## Work to complete
Please pull out each line of the rows below that contains the string "reflection" and copy those lines in full. Case counts, so a match must use the same capitals and lowercase letters.

## Provided entries
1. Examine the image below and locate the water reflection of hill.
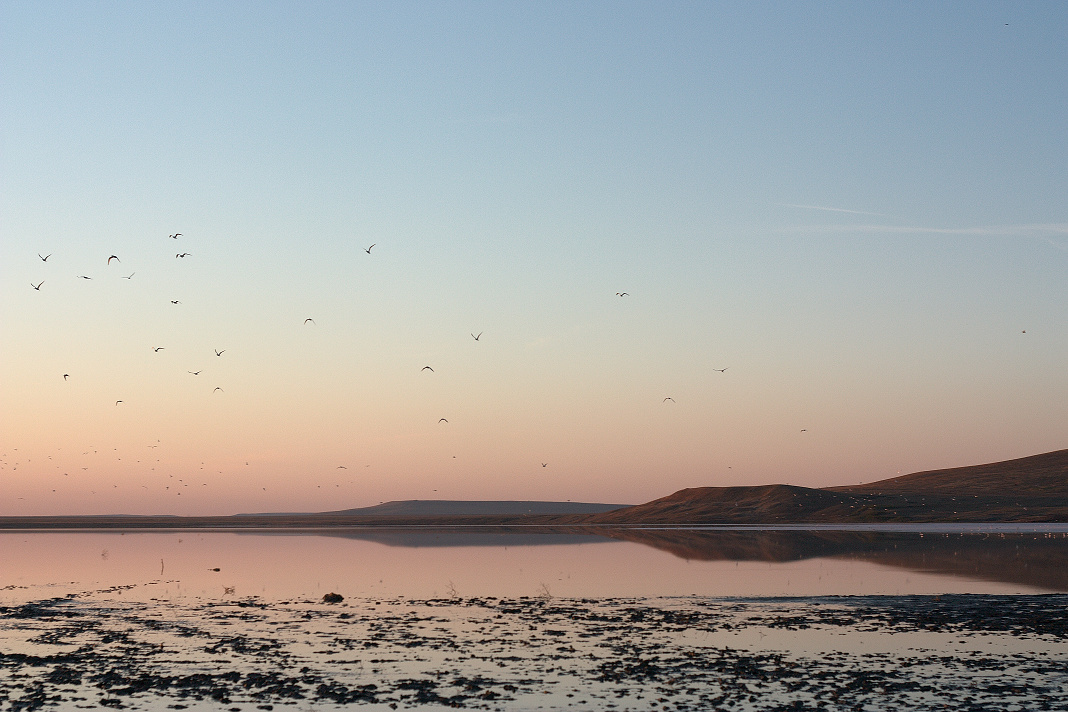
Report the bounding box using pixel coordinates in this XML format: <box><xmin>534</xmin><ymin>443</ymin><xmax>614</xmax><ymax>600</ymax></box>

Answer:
<box><xmin>249</xmin><ymin>526</ymin><xmax>613</xmax><ymax>549</ymax></box>
<box><xmin>601</xmin><ymin>528</ymin><xmax>1068</xmax><ymax>591</ymax></box>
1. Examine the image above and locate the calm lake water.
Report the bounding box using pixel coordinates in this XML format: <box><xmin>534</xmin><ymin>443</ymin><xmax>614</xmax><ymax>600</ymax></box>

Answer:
<box><xmin>0</xmin><ymin>524</ymin><xmax>1068</xmax><ymax>603</ymax></box>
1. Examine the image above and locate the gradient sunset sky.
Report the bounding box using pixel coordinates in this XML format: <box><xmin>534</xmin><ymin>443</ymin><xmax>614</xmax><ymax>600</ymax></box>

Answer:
<box><xmin>0</xmin><ymin>1</ymin><xmax>1068</xmax><ymax>515</ymax></box>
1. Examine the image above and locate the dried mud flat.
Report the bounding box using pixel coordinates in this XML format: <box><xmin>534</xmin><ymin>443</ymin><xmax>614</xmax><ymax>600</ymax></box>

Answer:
<box><xmin>0</xmin><ymin>586</ymin><xmax>1068</xmax><ymax>711</ymax></box>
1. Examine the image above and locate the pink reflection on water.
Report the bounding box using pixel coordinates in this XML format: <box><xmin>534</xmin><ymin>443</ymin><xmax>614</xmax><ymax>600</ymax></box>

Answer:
<box><xmin>0</xmin><ymin>529</ymin><xmax>1046</xmax><ymax>603</ymax></box>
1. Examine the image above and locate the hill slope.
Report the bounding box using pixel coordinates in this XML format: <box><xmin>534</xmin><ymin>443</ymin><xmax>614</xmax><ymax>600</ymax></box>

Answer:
<box><xmin>586</xmin><ymin>449</ymin><xmax>1068</xmax><ymax>524</ymax></box>
<box><xmin>826</xmin><ymin>449</ymin><xmax>1068</xmax><ymax>497</ymax></box>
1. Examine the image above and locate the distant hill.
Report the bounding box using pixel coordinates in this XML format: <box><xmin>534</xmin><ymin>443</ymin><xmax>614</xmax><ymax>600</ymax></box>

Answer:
<box><xmin>323</xmin><ymin>500</ymin><xmax>630</xmax><ymax>517</ymax></box>
<box><xmin>0</xmin><ymin>449</ymin><xmax>1068</xmax><ymax>528</ymax></box>
<box><xmin>824</xmin><ymin>449</ymin><xmax>1068</xmax><ymax>497</ymax></box>
<box><xmin>576</xmin><ymin>449</ymin><xmax>1068</xmax><ymax>524</ymax></box>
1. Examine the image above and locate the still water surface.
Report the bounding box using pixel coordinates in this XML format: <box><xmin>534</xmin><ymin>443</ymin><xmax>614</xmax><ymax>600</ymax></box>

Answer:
<box><xmin>0</xmin><ymin>525</ymin><xmax>1068</xmax><ymax>603</ymax></box>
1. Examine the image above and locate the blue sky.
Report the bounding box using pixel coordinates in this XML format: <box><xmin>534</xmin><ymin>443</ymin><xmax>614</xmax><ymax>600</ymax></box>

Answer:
<box><xmin>0</xmin><ymin>2</ymin><xmax>1068</xmax><ymax>513</ymax></box>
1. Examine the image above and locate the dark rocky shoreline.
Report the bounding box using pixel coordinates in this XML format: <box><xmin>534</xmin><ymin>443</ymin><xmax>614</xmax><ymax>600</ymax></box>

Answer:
<box><xmin>0</xmin><ymin>589</ymin><xmax>1068</xmax><ymax>712</ymax></box>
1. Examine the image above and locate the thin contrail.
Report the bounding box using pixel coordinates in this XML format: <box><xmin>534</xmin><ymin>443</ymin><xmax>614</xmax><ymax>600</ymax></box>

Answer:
<box><xmin>780</xmin><ymin>203</ymin><xmax>886</xmax><ymax>218</ymax></box>
<box><xmin>779</xmin><ymin>222</ymin><xmax>1068</xmax><ymax>237</ymax></box>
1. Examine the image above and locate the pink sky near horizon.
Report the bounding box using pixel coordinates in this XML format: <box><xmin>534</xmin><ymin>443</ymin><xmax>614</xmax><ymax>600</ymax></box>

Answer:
<box><xmin>0</xmin><ymin>1</ymin><xmax>1068</xmax><ymax>516</ymax></box>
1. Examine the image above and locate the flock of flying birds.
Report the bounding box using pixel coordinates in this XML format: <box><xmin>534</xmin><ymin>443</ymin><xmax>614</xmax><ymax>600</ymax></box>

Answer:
<box><xmin>16</xmin><ymin>233</ymin><xmax>727</xmax><ymax>510</ymax></box>
<box><xmin>30</xmin><ymin>233</ymin><xmax>726</xmax><ymax>420</ymax></box>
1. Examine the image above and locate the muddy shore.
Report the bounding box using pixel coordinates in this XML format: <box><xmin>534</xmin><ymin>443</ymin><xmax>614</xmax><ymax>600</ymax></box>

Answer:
<box><xmin>0</xmin><ymin>586</ymin><xmax>1068</xmax><ymax>711</ymax></box>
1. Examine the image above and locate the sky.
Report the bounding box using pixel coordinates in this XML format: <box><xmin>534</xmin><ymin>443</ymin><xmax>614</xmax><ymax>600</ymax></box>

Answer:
<box><xmin>0</xmin><ymin>0</ymin><xmax>1068</xmax><ymax>515</ymax></box>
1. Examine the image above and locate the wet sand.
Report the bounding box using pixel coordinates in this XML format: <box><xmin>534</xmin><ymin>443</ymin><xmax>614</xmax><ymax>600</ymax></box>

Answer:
<box><xmin>0</xmin><ymin>584</ymin><xmax>1068</xmax><ymax>711</ymax></box>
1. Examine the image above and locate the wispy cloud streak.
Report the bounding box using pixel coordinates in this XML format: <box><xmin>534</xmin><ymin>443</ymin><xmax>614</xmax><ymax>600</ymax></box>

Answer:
<box><xmin>782</xmin><ymin>222</ymin><xmax>1068</xmax><ymax>237</ymax></box>
<box><xmin>780</xmin><ymin>203</ymin><xmax>886</xmax><ymax>218</ymax></box>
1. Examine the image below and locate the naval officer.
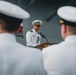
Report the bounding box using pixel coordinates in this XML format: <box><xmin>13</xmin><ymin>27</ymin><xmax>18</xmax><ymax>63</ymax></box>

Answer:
<box><xmin>42</xmin><ymin>6</ymin><xmax>76</xmax><ymax>75</ymax></box>
<box><xmin>0</xmin><ymin>1</ymin><xmax>44</xmax><ymax>75</ymax></box>
<box><xmin>26</xmin><ymin>20</ymin><xmax>42</xmax><ymax>47</ymax></box>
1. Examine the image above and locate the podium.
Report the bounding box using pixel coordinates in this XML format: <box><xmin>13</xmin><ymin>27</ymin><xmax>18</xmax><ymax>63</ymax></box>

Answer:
<box><xmin>35</xmin><ymin>42</ymin><xmax>51</xmax><ymax>50</ymax></box>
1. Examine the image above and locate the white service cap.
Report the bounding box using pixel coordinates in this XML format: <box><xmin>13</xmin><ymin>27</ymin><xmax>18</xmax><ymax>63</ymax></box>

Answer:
<box><xmin>57</xmin><ymin>6</ymin><xmax>76</xmax><ymax>23</ymax></box>
<box><xmin>0</xmin><ymin>1</ymin><xmax>30</xmax><ymax>19</ymax></box>
<box><xmin>32</xmin><ymin>20</ymin><xmax>42</xmax><ymax>25</ymax></box>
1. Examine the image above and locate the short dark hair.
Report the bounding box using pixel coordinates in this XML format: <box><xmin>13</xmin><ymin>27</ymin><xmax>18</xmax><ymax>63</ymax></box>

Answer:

## Answer to this exercise
1. Examine the image below and locate the water reflection of hill.
1. Examine the image above and locate the pink reflection on water.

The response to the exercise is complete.